Ask Amy: Vaccination status is dealbreaker – The Denver Post

Dear Amy: My wife’s sister moved to the opposite coast with her husband several years ago.

She and her husband, both of whom are extremely frugal, make our home their annual, and only, vacation. While here, they spend most of their time with old high school friends; it’s clear to me that we are their “free” accommodations.

My wife does truly enjoy spending time with her sister.

That said, they’re polar opposites of us politically and are extremely conservative. They spend almost nothing while here and have treated us only once to a modestly priced dinner.

When we visit their town (we have friends there), we always stay at a hotel.

They have never offered their home, nor asked us over for dinner or drinks.

As a “good spouse,” I go along with them visiting, but wonder: Are we supposed to host them for the rest of our lives? I know my wife will never say no.

Also, my sister-in-law refuses to be vaccinated against the coronavirus.

She is against wearing a mask and getting the vaccine. I realize this is her choice. However, I do not wish to host anyone in my home who refuses to be vaccinated.

★ ★ ★ ★ ★ ★ ★

** What you need to do **
A - Transcribe the advice letter from "She and her" to "dinner or drinks.".
B - Answer these questions from the advice letter:
(i) Where does the letter writer always stay when visiting the sister-in-law's town?
(ii) How many times have the sister and her husband treated the letter writer and wife to dinner?
(iii) What does the sister-in-law refuse to do?

Photo-based referring expression data:

★ ★ ★ ★ ★ ★ ★

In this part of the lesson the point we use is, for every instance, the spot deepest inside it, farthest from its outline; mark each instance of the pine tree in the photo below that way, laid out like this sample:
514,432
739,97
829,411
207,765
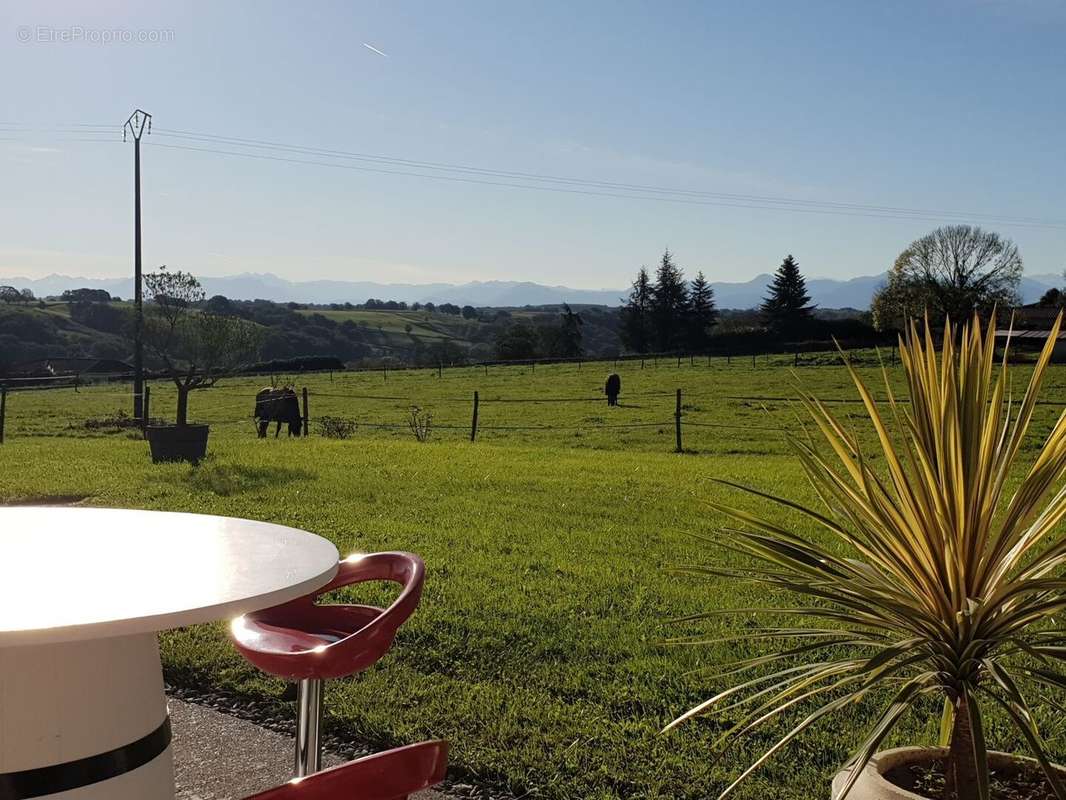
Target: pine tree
636,315
786,310
569,334
669,305
703,315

★ ★ ★ ★ ★ ★ ★

** Exercise responses **
A -
She and her husband, both of whom are extremely frugal, make our home their annual, and only, vacation. While here, they spend most of their time with old high school friends; it’s clear to me that we are their “free” accommodations.

My wife does truly enjoy spending time with her sister.

That said, they’re polar opposites of us politically and are extremely conservative. They spend almost nothing while here and have treated us only once to a modestly priced dinner.

When we visit their town (we have friends there), we always stay at a hotel.

They have never offered their home, nor asked us over for dinner or drinks.

B -
(i) At a hotel.
(ii) Once, to a modestly priced dinner.
(iii) She refuses to be vaccinated against the coronavirus.